Consider this example using a bind mount.
$ docker run -it --rm --user 5000:5000 -v ~/test:/test nginx touch /test/file touch: cannot touch '/test/file': Permission denied $ $ ls -la ~/ | grep test drwxr-xr-x 2 root root 4096 Jan 3 10:13 test $ $ docker run -it --rm --user 5000:5000 -v ~/test:/test nginx ls -la / | grep test drwxr-xr-x 2 root root 4096 Jan 3 10:31 test
In the example, we started an Nginx container using the
--user option to set the UID and GID to 5000 and attached a bind-mounted volume. For the command, we attempted to create a file in the bind mounted directory using the
touch /test/file command. The command failed with a "Permission Denied" error because the
~/test/ directory both on the host and in the container was owned by root and the UID/GID 5000 didn't have write permissions.

Stored data:
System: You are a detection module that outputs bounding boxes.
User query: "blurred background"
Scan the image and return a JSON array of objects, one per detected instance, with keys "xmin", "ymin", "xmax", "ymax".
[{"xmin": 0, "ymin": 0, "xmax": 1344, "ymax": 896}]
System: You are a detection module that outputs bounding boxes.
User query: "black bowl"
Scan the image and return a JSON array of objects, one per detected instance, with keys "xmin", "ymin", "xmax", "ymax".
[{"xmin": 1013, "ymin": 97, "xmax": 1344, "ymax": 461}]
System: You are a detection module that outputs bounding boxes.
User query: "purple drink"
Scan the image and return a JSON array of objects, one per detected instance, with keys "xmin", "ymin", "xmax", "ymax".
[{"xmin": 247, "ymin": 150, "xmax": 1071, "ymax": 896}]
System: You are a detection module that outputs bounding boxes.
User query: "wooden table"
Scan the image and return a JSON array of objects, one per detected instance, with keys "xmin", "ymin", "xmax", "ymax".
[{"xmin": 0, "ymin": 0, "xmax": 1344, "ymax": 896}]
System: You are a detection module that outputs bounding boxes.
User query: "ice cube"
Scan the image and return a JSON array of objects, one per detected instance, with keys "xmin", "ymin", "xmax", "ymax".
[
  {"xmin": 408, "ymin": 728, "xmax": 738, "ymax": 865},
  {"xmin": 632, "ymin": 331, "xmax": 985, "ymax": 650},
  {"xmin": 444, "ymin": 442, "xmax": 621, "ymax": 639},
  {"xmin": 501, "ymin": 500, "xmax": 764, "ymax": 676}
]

Written request: Continue the passage on the Docker bind mount permission error, starting right after its last sentence.

The answer:
To correct this problem, we can change the ownership of the
test directory on the host as shown below. After doing so, we no longer encounter a permissions error and the file is created successfully
$ sudo chown 5000:5000 test $ $ ls -la ~/ | grep test drwxr-xr-x 2 5000 5000 4096 Jan 3 10:13 test $ $ docker run -it --rm --user 5000:5000 -v ~/test:/test nginx ls -la / | grep test drwxr-xr-x 2 5000 5000 4096 Jan 3 10:31 test $ $ docker run -it --rm --user 5000:5000 -v ~/test:/test nginx touch /test/file $
Just to reiterate on this point again, the UID/GID 5000 did not exist in the host or the container's
/etc/passwd file. It doesn't have to, since only UIDs/GIDs are used when assigning or checking file permissions. Additionally, the reason we were still able to run the
touch command is because it can be executed by "other" as shown below.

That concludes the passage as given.